Exercise data Block Start
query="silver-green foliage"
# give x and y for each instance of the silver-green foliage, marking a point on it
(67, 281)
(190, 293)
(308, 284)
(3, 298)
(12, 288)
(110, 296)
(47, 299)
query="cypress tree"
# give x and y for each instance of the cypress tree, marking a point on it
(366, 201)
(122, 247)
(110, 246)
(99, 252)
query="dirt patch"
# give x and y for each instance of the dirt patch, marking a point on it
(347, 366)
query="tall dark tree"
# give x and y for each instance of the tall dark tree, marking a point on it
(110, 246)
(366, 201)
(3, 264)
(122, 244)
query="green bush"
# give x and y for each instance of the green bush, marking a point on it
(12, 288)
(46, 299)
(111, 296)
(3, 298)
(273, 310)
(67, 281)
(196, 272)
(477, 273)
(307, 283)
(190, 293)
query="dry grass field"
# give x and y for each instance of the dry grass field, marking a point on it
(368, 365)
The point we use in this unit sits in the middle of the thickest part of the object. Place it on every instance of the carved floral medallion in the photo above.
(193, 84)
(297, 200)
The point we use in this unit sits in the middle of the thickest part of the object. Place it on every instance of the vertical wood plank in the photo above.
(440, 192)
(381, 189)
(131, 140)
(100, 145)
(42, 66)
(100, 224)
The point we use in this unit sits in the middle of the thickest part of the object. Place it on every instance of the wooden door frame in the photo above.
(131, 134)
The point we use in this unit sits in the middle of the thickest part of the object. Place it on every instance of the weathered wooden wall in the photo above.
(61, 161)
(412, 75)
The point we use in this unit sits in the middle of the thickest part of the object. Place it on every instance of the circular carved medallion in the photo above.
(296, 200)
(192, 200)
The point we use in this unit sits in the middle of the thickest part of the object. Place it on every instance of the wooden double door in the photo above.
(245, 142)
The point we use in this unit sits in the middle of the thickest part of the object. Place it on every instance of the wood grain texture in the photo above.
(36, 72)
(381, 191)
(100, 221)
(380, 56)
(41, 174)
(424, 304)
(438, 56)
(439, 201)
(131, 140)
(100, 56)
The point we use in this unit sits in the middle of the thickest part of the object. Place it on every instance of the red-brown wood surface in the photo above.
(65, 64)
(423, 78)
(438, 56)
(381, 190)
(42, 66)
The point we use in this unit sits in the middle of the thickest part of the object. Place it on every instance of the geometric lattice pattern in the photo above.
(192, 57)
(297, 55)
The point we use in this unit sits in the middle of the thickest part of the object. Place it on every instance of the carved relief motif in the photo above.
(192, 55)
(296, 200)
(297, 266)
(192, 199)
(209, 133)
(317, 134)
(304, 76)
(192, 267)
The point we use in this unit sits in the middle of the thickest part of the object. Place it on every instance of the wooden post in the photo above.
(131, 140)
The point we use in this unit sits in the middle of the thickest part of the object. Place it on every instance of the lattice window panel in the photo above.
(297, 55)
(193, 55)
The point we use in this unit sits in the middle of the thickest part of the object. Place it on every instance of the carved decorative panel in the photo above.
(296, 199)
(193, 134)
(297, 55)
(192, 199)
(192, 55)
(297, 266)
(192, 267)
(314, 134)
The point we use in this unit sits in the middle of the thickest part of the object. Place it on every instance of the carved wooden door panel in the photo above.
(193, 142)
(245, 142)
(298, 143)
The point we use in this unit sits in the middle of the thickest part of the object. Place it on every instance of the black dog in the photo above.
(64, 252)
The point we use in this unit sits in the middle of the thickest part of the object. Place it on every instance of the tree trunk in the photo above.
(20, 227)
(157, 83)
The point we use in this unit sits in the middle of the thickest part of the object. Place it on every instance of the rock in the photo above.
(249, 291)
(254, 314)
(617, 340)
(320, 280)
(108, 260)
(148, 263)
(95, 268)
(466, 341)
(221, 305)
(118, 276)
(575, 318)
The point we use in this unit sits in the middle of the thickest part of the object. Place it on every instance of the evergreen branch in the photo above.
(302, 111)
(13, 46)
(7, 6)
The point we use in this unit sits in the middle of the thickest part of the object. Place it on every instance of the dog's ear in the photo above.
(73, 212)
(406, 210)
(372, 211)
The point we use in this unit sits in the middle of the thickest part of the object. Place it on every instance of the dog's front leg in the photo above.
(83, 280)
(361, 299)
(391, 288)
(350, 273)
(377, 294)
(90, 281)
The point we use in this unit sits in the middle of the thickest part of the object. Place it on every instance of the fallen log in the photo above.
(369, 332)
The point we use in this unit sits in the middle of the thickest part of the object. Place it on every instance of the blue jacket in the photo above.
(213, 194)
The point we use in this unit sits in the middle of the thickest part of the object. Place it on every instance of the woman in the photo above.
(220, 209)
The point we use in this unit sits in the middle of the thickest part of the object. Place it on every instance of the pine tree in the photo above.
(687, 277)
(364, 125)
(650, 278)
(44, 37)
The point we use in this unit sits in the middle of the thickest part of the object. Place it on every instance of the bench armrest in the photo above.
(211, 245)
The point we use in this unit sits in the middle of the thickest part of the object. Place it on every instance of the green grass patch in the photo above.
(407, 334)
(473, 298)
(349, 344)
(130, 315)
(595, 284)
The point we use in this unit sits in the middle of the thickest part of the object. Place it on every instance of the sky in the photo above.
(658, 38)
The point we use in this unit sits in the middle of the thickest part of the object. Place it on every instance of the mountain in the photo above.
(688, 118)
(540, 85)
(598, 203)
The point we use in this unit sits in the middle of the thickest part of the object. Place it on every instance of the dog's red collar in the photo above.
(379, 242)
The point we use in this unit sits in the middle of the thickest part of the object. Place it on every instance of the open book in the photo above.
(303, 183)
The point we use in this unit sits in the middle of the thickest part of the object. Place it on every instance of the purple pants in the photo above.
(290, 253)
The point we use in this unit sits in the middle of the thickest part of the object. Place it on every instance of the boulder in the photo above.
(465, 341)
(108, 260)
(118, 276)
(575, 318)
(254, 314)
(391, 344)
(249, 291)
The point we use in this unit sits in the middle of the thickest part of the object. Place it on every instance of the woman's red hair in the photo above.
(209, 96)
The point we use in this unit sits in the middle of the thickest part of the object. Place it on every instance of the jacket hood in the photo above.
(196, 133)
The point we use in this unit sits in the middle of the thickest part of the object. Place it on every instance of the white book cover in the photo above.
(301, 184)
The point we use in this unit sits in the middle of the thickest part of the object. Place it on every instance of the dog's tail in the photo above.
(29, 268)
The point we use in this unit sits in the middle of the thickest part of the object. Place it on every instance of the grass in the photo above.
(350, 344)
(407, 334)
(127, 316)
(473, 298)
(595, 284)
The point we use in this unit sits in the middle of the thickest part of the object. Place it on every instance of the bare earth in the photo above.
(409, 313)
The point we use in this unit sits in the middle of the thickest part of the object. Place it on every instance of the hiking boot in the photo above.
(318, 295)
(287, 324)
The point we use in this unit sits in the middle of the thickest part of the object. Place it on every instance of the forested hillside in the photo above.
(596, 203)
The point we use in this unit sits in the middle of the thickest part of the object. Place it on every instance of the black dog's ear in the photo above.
Exercise data Block End
* **Problem details**:
Your output must be one number: how many lines of the listing include "query".

* **Task solution**:
6